**Zadanie do wykonania:** Przedstaw cały poniższy materiał jako tabelę Markdown z kolumnami „Nr” (numer wiersza) i „Wiersz” (jego treść). Pomiń puste linie.

**Materiał do przetworzenia:**
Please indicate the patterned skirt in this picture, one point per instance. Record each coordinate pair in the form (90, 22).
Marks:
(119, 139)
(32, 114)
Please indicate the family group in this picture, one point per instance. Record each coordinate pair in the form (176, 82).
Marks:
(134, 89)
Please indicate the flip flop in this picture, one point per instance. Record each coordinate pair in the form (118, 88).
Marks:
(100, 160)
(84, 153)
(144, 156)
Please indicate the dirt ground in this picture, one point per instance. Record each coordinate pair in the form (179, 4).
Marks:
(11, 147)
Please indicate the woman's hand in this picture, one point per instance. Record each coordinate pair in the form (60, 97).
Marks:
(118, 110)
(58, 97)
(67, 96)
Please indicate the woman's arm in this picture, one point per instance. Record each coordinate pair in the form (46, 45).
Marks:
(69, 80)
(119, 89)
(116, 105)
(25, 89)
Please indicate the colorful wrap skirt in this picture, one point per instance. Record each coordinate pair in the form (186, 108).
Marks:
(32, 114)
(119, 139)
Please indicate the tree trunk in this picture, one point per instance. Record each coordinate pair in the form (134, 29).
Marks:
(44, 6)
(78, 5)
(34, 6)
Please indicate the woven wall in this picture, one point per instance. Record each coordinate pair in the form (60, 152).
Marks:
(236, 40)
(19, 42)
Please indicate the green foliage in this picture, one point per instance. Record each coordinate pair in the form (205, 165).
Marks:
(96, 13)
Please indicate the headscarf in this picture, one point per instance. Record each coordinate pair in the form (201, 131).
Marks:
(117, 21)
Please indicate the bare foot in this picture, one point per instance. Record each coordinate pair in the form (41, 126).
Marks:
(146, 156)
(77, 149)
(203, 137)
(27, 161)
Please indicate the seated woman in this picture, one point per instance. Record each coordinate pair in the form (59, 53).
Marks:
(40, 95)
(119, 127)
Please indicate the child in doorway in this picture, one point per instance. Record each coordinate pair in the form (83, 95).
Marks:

**Gotowe ćwiczenie:**
| Nr | Wiersz |
|---|---|
| 1 | Please indicate the patterned skirt in this picture, one point per instance. Record each coordinate pair in the form (90, 22). |
| 2 | Marks: |
| 3 | (119, 139) |
| 4 | (32, 114) |
| 5 | Please indicate the family group in this picture, one point per instance. Record each coordinate pair in the form (176, 82). |
| 6 | Marks: |
| 7 | (134, 89) |
| 8 | Please indicate the flip flop in this picture, one point per instance. Record each coordinate pair in the form (118, 88). |
| 9 | Marks: |
| 10 | (100, 160) |
| 11 | (84, 153) |
| 12 | (144, 156) |
| 13 | Please indicate the dirt ground in this picture, one point per instance. Record each coordinate pair in the form (179, 4). |
| 14 | Marks: |
| 15 | (11, 147) |
| 16 | Please indicate the woman's hand in this picture, one point per instance. Record each coordinate pair in the form (60, 97). |
| 17 | Marks: |
| 18 | (118, 110) |
| 19 | (58, 97) |
| 20 | (67, 96) |
| 21 | Please indicate the woman's arm in this picture, one point per instance. Record each coordinate pair in the form (46, 45). |
| 22 | Marks: |
| 23 | (69, 80) |
| 24 | (119, 89) |
| 25 | (116, 105) |
| 26 | (25, 89) |
| 27 | Please indicate the colorful wrap skirt in this picture, one point per instance. Record each coordinate pair in the form (186, 108). |
| 28 | Marks: |
| 29 | (32, 114) |
| 30 | (119, 139) |
| 31 | Please indicate the tree trunk in this picture, one point per instance. Record each coordinate pair in the form (134, 29). |
| 32 | Marks: |
| 33 | (44, 6) |
| 34 | (78, 5) |
| 35 | (34, 6) |
| 36 | Please indicate the woven wall in this picture, one point per instance. Record each coordinate pair in the form (60, 152). |
| 37 | Marks: |
| 38 | (236, 40) |
| 39 | (19, 42) |
| 40 | Please indicate the green foliage in this picture, one point per instance. Record each coordinate pair in the form (205, 165). |
| 41 | Marks: |
| 42 | (96, 13) |
| 43 | Please indicate the headscarf in this picture, one point per instance. Record each coordinate pair in the form (201, 131). |
| 44 | Marks: |
| 45 | (117, 21) |
| 46 | Please indicate the bare foot in this picture, one point per instance. Record each coordinate pair in the form (41, 126). |
| 47 | Marks: |
| 48 | (146, 156) |
| 49 | (77, 149) |
| 50 | (203, 137) |
| 51 | (27, 161) |
| 52 | Please indicate the seated woman in this picture, one point per instance. Record each coordinate pair in the form (59, 53). |
| 53 | Marks: |
| 54 | (40, 95) |
| 55 | (119, 127) |
| 56 | Please indicate the child in doorway in this picture, one point per instance. Record each coordinate pair in the form (83, 95). |
| 57 | Marks: |